*What the task requires*
Give back exactly the lines that start at the one containing "stainless steel sink" and run to the end of the material, leaving out the pictures.

........

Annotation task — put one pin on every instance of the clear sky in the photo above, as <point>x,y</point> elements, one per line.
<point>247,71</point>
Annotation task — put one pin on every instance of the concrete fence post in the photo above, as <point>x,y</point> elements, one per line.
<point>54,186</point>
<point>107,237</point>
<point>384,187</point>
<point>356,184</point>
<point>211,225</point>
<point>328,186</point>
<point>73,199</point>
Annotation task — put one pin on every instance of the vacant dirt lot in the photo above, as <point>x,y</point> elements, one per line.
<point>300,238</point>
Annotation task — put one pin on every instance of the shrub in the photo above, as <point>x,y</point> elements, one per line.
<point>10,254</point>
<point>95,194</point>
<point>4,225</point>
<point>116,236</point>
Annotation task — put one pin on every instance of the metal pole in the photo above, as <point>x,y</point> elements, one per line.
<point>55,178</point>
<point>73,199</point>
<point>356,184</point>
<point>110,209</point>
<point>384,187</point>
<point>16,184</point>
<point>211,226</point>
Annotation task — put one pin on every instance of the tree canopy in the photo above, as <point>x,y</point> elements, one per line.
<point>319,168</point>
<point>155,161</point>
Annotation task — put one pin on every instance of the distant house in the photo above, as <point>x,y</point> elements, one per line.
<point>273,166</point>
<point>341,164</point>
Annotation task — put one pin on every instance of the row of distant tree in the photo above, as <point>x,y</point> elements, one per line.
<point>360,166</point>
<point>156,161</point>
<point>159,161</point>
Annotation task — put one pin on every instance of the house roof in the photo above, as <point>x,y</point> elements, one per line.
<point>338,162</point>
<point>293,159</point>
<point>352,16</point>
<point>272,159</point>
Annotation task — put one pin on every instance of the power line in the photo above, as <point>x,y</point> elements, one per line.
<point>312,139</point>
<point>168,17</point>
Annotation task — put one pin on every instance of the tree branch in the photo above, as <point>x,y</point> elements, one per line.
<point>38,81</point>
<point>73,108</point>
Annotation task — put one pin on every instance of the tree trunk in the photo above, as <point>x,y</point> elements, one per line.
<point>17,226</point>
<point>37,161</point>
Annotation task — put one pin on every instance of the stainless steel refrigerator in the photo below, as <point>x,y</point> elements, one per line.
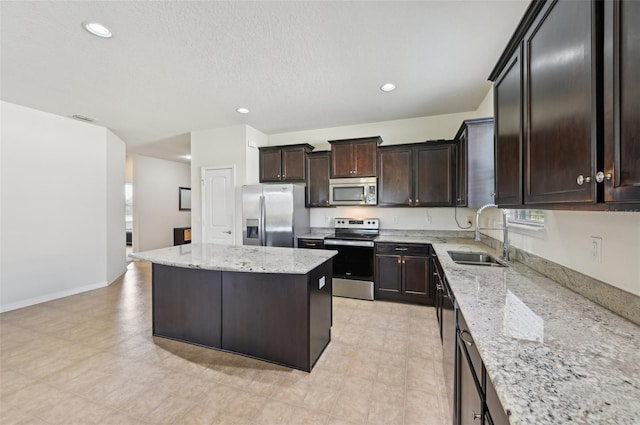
<point>273,214</point>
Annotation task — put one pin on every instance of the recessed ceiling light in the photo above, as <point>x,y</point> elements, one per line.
<point>82,118</point>
<point>97,29</point>
<point>388,87</point>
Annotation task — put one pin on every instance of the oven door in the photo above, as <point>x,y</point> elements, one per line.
<point>352,268</point>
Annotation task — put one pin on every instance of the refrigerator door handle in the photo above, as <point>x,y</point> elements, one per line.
<point>261,225</point>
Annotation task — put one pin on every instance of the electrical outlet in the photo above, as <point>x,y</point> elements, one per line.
<point>596,249</point>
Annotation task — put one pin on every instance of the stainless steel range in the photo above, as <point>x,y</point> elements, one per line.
<point>353,266</point>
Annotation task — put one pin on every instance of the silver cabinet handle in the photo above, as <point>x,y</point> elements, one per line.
<point>469,340</point>
<point>582,179</point>
<point>600,176</point>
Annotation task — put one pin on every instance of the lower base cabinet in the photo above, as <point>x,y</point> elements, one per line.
<point>477,402</point>
<point>403,273</point>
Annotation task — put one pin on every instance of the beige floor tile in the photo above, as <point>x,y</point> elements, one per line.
<point>91,359</point>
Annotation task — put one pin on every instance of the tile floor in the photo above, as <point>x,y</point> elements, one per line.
<point>91,359</point>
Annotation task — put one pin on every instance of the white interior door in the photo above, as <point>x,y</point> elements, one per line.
<point>218,205</point>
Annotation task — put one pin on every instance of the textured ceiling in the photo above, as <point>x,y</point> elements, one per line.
<point>177,66</point>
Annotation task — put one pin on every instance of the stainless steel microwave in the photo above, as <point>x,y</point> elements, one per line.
<point>353,191</point>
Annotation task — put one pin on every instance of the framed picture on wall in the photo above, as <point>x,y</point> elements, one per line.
<point>184,198</point>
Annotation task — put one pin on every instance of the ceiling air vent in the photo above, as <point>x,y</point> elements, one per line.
<point>82,118</point>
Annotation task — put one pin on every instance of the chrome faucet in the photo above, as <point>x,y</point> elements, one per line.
<point>504,228</point>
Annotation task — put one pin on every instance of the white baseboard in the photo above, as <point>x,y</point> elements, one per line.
<point>51,297</point>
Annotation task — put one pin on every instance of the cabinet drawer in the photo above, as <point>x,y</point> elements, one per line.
<point>310,243</point>
<point>420,250</point>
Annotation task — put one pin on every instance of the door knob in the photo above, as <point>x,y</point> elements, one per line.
<point>582,180</point>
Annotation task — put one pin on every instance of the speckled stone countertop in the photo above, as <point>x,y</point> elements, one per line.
<point>254,259</point>
<point>553,356</point>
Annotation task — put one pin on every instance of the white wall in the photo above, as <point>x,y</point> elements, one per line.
<point>155,201</point>
<point>115,172</point>
<point>58,216</point>
<point>567,241</point>
<point>392,132</point>
<point>221,147</point>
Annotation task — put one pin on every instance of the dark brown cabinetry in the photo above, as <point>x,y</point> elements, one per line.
<point>395,176</point>
<point>580,120</point>
<point>310,243</point>
<point>403,273</point>
<point>507,92</point>
<point>416,175</point>
<point>475,181</point>
<point>560,104</point>
<point>318,165</point>
<point>354,157</point>
<point>477,401</point>
<point>283,163</point>
<point>621,98</point>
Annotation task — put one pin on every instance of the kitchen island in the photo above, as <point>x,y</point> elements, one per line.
<point>268,303</point>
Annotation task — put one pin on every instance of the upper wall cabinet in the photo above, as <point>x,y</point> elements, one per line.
<point>318,165</point>
<point>580,121</point>
<point>416,175</point>
<point>560,104</point>
<point>283,163</point>
<point>475,182</point>
<point>621,100</point>
<point>507,92</point>
<point>354,157</point>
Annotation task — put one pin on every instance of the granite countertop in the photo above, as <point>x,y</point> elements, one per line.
<point>553,356</point>
<point>234,258</point>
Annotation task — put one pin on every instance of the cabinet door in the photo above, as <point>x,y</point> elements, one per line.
<point>507,94</point>
<point>394,177</point>
<point>621,94</point>
<point>365,155</point>
<point>293,165</point>
<point>434,178</point>
<point>416,275</point>
<point>560,82</point>
<point>318,180</point>
<point>270,161</point>
<point>389,273</point>
<point>342,160</point>
<point>461,169</point>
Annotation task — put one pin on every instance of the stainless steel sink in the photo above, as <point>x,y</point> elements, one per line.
<point>475,259</point>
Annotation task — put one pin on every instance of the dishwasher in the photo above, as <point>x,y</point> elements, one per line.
<point>446,313</point>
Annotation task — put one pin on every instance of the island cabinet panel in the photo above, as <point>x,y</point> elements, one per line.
<point>560,106</point>
<point>282,318</point>
<point>187,304</point>
<point>507,93</point>
<point>621,97</point>
<point>265,317</point>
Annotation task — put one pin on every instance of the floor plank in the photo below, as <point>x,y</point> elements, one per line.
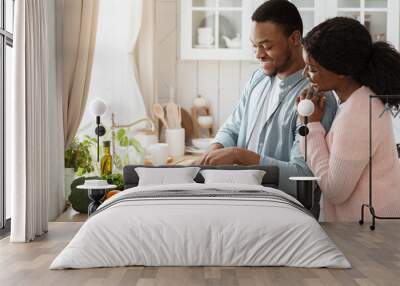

........

*Result of this task*
Annotation task — put one pin on every instance of the stainless steel sink in the photo above, as <point>x,y</point> elements, one per line.
<point>475,259</point>
Annotation task — put one pin on every instance of the dishwasher in the photo above, as <point>x,y</point> elements, one per line.
<point>446,313</point>
Annotation task — put one pin on every instance of the island cabinet panel in the photo above, as <point>x,y</point> elements, one per line.
<point>560,106</point>
<point>282,318</point>
<point>187,304</point>
<point>507,93</point>
<point>621,97</point>
<point>265,317</point>
Annotation task — put one pin on every instance of the floor plank in the photo below, as <point>x,y</point> elements, one per line.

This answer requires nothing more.